> _OBJECTIVE 1_: Show every line of the rows below that contains the string "chunk", treating uppercase and lowercase as different.

> _TEXT SHOWN_:
This is not a complete package, but a starting point to future research on asynchronous SGD based on caffe. You need some minimal efforts to make it work.
- git clone --recursive git@github.com:raingo/caffe-mpi.git
- Compile ./caffe with CPU only
- Has to be on a machine with CUDA SDK
- Install MPICH3
- Refer to ./mpi_env.csh to setup environment variables
- make
- Generate nodefile: Usually, you need to reserve nodes on your cluster. Edit nodefile to have the hostnames of the reserved machines. For example, if the torque system is used, you can use qsub to reserve machine and cat $PBS_NODEFILE to get the nodes reserved, and put it to the file nodefile
- ./release.sh: to pack everything to the distribute directory
- You need to take a look at ./add-deps.sh as an example to resolve dependency on remote machines
- ./sync.sh: to copy everything onto cluster machines
- ./run_all_exp.sh: on the master machine (qsub) to run the experiments
- ./wrap-evaluate.sh: on a GPU machine to evaluate the trained model
- Because there are intensive snapshot, a special format is used to store multiple snapshots. See snapshot.proto for details.

[Data listing]
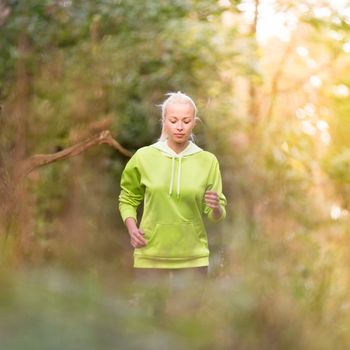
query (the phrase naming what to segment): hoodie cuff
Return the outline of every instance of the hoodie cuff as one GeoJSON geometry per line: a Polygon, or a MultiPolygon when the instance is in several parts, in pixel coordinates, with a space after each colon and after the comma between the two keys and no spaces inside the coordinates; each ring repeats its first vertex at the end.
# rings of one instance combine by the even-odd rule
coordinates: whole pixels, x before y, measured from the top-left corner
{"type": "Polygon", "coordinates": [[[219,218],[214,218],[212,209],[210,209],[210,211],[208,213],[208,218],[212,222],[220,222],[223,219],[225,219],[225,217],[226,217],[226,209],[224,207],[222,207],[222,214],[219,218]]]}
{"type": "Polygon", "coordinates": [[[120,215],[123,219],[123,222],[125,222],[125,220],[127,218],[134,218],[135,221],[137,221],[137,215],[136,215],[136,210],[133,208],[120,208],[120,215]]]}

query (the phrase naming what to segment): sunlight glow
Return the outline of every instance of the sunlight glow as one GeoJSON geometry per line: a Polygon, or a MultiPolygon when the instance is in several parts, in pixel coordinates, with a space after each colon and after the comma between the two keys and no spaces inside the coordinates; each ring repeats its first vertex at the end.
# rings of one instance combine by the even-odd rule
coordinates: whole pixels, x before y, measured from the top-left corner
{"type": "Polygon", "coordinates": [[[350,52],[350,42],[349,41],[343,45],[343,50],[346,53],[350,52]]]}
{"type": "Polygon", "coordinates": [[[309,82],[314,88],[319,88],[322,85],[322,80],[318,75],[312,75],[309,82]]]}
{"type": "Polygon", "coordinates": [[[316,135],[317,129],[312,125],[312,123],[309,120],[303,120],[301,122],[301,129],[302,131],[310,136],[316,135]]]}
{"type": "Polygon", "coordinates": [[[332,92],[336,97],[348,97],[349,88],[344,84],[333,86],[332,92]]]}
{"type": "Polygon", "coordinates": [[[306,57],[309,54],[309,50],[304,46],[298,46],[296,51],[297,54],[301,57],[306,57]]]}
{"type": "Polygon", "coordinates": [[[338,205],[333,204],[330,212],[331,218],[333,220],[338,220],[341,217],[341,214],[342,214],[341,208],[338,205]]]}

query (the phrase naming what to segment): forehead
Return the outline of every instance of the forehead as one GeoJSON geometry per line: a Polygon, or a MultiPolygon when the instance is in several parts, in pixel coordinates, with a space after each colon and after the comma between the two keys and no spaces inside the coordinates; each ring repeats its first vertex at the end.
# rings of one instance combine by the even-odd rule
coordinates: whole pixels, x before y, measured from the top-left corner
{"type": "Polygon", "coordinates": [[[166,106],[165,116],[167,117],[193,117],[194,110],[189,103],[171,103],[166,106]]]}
* * *
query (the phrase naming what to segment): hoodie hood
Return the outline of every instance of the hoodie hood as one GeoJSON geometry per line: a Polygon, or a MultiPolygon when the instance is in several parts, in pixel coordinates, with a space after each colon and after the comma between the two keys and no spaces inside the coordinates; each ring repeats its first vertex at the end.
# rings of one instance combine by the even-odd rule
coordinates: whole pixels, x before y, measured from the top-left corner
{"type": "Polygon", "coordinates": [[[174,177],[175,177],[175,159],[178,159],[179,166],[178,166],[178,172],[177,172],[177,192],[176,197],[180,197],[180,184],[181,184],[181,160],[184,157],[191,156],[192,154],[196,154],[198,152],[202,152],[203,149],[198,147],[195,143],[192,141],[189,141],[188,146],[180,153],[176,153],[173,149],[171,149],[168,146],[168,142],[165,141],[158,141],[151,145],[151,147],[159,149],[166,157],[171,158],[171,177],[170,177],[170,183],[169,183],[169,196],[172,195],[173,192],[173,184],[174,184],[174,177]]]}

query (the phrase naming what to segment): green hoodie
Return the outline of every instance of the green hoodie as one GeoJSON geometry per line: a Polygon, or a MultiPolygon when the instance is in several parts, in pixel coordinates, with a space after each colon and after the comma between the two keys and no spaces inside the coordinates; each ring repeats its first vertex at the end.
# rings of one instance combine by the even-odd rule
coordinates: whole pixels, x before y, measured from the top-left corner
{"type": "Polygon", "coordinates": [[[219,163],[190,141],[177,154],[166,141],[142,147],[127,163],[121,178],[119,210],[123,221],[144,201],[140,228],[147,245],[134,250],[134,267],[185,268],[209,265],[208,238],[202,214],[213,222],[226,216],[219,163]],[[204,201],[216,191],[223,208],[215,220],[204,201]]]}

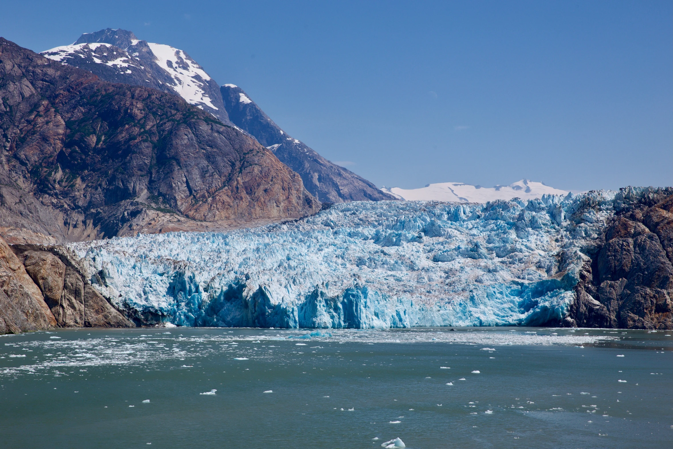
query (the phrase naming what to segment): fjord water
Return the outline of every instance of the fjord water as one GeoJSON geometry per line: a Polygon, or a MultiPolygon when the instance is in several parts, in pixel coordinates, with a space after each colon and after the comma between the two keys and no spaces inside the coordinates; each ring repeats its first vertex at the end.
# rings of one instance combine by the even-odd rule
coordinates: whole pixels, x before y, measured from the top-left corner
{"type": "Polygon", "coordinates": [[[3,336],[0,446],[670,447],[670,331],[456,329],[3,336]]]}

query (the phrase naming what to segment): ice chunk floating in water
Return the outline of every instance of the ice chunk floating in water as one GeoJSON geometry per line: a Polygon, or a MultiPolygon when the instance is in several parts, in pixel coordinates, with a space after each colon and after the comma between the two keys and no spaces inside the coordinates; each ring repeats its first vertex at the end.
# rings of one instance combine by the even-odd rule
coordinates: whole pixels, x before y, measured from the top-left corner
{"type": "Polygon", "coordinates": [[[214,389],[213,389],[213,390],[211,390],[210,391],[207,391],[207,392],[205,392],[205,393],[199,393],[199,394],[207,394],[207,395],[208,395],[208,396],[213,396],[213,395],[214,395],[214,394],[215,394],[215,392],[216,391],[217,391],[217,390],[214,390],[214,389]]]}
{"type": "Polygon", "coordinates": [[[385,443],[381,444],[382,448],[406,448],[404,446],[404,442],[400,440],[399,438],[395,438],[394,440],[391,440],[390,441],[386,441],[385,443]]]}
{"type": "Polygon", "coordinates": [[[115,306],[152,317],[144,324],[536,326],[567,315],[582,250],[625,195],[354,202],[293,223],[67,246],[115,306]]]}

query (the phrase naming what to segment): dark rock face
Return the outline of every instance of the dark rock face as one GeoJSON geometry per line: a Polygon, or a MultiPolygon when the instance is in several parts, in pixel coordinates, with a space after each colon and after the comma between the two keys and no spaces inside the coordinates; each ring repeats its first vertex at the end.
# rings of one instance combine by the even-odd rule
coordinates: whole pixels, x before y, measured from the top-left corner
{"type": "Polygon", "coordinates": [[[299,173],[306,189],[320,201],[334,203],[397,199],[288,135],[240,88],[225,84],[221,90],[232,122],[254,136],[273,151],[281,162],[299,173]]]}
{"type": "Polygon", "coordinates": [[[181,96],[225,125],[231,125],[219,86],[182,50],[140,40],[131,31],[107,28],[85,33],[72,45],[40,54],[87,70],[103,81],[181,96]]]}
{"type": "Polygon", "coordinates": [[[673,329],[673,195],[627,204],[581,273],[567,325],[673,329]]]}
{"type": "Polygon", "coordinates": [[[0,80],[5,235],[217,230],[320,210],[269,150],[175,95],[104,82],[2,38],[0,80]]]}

> _OBJECTIVE 2_: According to the asynchronous SGD setup notes, which script copies everything onto the cluster machines?

> _SOLUTION 1_:
query (the phrase naming what to segment): ice chunk floating in water
Return the outline of every instance of the ice chunk floating in water as one GeoJSON geometry per line: a Polygon, or a MultiPolygon when the instance is in several parts, in pixel coordinates, with a space after each colon and after the comma between the two keys and no spaces inside the coordinates; each ring repeats its first vertex at the end.

> _SOLUTION 2_: ./sync.sh